Set task => Write out each of the items below word for word, with no changes.

--------------------------------------------------

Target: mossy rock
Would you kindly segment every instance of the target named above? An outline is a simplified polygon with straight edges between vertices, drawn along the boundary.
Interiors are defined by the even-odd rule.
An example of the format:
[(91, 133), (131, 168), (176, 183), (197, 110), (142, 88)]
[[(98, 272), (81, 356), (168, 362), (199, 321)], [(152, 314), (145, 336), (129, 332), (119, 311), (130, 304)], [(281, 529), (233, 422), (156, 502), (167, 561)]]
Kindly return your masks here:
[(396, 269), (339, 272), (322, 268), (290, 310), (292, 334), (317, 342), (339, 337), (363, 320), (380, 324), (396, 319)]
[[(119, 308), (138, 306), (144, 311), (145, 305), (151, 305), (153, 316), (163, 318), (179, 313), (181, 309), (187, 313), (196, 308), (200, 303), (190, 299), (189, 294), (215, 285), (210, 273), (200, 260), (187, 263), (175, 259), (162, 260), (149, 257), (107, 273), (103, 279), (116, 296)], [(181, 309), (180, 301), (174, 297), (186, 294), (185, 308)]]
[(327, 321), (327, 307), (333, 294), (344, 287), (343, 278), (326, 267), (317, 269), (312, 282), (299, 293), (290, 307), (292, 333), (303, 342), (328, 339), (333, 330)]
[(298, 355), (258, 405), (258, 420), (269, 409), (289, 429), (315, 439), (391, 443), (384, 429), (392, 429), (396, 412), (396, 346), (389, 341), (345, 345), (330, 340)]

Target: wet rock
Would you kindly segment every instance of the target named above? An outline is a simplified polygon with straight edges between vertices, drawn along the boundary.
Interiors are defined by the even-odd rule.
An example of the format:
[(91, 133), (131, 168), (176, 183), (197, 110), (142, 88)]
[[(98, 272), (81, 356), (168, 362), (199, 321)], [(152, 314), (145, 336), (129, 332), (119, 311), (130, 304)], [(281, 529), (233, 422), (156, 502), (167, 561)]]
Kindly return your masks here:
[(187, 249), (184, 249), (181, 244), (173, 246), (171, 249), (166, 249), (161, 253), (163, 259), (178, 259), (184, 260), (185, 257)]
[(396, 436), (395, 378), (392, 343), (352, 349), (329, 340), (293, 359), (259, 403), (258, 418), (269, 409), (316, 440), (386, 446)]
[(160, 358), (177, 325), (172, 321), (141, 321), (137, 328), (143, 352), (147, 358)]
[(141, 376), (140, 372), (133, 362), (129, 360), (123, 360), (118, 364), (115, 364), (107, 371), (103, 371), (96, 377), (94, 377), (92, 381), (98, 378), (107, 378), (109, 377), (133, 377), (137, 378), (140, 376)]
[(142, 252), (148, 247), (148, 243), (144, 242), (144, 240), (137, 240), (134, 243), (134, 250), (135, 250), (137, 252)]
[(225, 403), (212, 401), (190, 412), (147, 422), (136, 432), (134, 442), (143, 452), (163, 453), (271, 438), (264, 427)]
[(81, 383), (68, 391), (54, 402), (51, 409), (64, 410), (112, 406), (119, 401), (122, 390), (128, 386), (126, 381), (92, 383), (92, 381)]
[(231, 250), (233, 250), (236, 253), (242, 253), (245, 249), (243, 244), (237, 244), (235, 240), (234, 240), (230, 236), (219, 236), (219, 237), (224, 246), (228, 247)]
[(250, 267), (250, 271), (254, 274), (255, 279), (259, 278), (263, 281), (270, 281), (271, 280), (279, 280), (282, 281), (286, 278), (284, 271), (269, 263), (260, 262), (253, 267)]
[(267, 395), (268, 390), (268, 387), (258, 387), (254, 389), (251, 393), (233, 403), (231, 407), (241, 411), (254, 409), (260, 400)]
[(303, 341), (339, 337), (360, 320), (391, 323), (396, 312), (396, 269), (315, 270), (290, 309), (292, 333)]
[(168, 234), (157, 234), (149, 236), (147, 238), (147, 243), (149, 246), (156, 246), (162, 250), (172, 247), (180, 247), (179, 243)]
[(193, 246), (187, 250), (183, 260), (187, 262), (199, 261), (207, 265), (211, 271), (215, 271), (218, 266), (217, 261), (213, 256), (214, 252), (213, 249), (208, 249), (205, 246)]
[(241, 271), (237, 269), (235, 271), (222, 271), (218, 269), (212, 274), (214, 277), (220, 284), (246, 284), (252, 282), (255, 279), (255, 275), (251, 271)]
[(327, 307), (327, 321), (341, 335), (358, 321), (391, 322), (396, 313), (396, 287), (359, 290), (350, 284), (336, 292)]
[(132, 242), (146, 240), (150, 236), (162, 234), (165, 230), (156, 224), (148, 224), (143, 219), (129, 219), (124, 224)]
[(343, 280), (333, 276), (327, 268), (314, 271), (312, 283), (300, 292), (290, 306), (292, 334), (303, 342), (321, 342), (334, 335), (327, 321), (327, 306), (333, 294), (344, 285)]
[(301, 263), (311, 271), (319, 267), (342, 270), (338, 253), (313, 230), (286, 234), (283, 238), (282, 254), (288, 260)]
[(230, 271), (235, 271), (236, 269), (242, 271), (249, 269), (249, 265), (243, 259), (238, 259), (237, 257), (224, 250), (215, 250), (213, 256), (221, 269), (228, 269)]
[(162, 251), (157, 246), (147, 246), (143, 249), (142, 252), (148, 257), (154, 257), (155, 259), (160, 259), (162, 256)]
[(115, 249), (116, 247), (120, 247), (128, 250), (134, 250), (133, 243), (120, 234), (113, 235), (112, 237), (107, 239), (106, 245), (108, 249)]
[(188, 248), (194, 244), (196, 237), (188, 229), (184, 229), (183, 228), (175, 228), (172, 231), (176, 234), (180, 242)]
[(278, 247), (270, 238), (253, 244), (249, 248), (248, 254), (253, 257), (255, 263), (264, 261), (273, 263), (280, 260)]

--------------------------------------------------

Answer to the task =>
Target: mossy rock
Would you kindly segment every instance of the target named above? An outline is a simplified polygon with straight edges between vertices, drawn along the boundary.
Interiors are defined by the even-odd rule.
An example of the format:
[(91, 133), (131, 168), (176, 183), (197, 110), (142, 88)]
[[(98, 272), (81, 356), (168, 362), (199, 321)], [(152, 314), (145, 336), (129, 332), (119, 311), (130, 304)], [(281, 529), (233, 422), (156, 502), (167, 561)]]
Kindly return your masks here:
[(396, 269), (339, 272), (322, 268), (290, 310), (292, 334), (317, 342), (339, 337), (363, 320), (380, 324), (396, 319)]
[[(119, 308), (138, 306), (144, 311), (145, 305), (151, 305), (153, 316), (163, 318), (179, 313), (181, 309), (187, 313), (196, 308), (200, 303), (190, 299), (189, 294), (215, 285), (210, 273), (200, 260), (187, 263), (175, 259), (162, 260), (149, 257), (107, 273), (103, 279), (116, 296)], [(181, 309), (180, 301), (174, 297), (186, 294), (185, 308)]]
[(327, 321), (327, 307), (333, 294), (344, 287), (343, 278), (326, 267), (317, 269), (312, 282), (299, 293), (290, 307), (292, 333), (303, 342), (328, 339), (333, 330)]
[(298, 355), (258, 405), (258, 420), (269, 409), (289, 429), (315, 439), (391, 443), (384, 429), (392, 429), (396, 412), (396, 346), (389, 341), (345, 345), (330, 340)]

Target: wet rock
Would you kindly segment every instance of the target named above? An outline is a simplified polygon with straight edges between vertices, drawn along the boundary.
Interiors are defined by the even-odd rule.
An example of the format:
[(91, 133), (131, 168), (176, 183), (197, 110), (142, 88)]
[[(98, 272), (81, 356), (168, 362), (199, 321)], [(152, 314), (145, 336), (129, 332), (119, 311), (130, 304)], [(281, 529), (233, 422), (156, 502), (167, 561)]]
Kindly return your masks here:
[(187, 249), (184, 249), (181, 244), (173, 246), (171, 249), (166, 249), (161, 253), (163, 259), (178, 259), (184, 260), (185, 257)]
[(396, 436), (395, 378), (392, 343), (352, 349), (329, 340), (293, 359), (259, 403), (258, 418), (269, 409), (316, 440), (386, 446)]
[(160, 358), (177, 325), (172, 321), (141, 321), (137, 328), (143, 352), (147, 358)]
[(141, 376), (140, 372), (133, 362), (129, 360), (123, 360), (118, 364), (115, 364), (107, 371), (103, 371), (96, 377), (94, 377), (92, 381), (98, 378), (107, 378), (109, 377), (133, 377), (137, 378), (140, 376)]
[(142, 252), (148, 247), (148, 243), (144, 242), (144, 240), (137, 240), (134, 243), (134, 250), (135, 250), (137, 252)]
[(225, 403), (212, 401), (190, 412), (147, 422), (136, 432), (134, 442), (143, 452), (163, 453), (271, 438), (264, 427)]
[(81, 383), (68, 391), (54, 402), (51, 409), (64, 410), (112, 406), (119, 401), (122, 390), (128, 386), (126, 381), (92, 383), (92, 381)]
[(231, 250), (233, 250), (236, 253), (242, 253), (245, 249), (243, 244), (237, 244), (235, 240), (234, 240), (230, 236), (219, 236), (219, 237), (224, 246), (228, 247)]
[(250, 267), (250, 271), (254, 274), (255, 279), (259, 278), (263, 281), (270, 281), (271, 280), (279, 280), (282, 281), (286, 278), (284, 271), (269, 263), (260, 262), (253, 267)]
[(267, 395), (268, 390), (268, 387), (258, 387), (254, 389), (251, 393), (233, 403), (231, 407), (241, 411), (254, 409), (260, 400)]
[(303, 341), (339, 337), (360, 320), (391, 323), (396, 312), (396, 269), (315, 270), (290, 309), (292, 333)]
[(168, 234), (157, 234), (149, 236), (147, 238), (147, 243), (149, 246), (156, 246), (162, 250), (172, 247), (180, 247), (179, 243)]
[(193, 246), (187, 250), (183, 260), (187, 262), (199, 261), (207, 265), (211, 271), (215, 271), (218, 266), (217, 261), (213, 256), (214, 252), (213, 249), (208, 249), (205, 246)]
[(241, 271), (237, 269), (235, 271), (222, 271), (218, 269), (212, 274), (214, 277), (220, 284), (246, 284), (252, 282), (255, 279), (255, 275), (251, 271)]
[(327, 307), (327, 321), (341, 335), (358, 321), (391, 322), (396, 313), (396, 287), (359, 290), (350, 284), (336, 292)]
[(132, 242), (146, 240), (150, 236), (162, 234), (165, 230), (156, 224), (148, 224), (143, 219), (129, 219), (124, 224)]
[(343, 280), (333, 276), (327, 268), (314, 271), (312, 283), (300, 292), (290, 306), (292, 334), (303, 342), (321, 342), (334, 335), (327, 321), (327, 306), (333, 294), (344, 285)]
[(301, 263), (311, 271), (319, 267), (342, 270), (338, 253), (313, 230), (286, 234), (283, 238), (282, 254), (288, 260)]
[(230, 271), (235, 271), (236, 269), (242, 271), (249, 269), (249, 265), (243, 259), (238, 259), (237, 257), (224, 250), (215, 250), (213, 256), (221, 269), (228, 269)]
[(162, 251), (157, 246), (147, 246), (143, 249), (142, 252), (148, 257), (154, 257), (155, 259), (160, 259), (162, 256)]
[(115, 249), (116, 247), (120, 247), (128, 250), (134, 250), (133, 243), (120, 234), (113, 235), (112, 237), (107, 239), (106, 245), (108, 249)]
[(188, 248), (194, 244), (196, 237), (188, 229), (184, 229), (183, 228), (175, 228), (172, 231), (176, 234), (180, 242)]
[(278, 247), (270, 238), (253, 244), (249, 248), (248, 254), (253, 257), (255, 263), (264, 261), (273, 263), (280, 260)]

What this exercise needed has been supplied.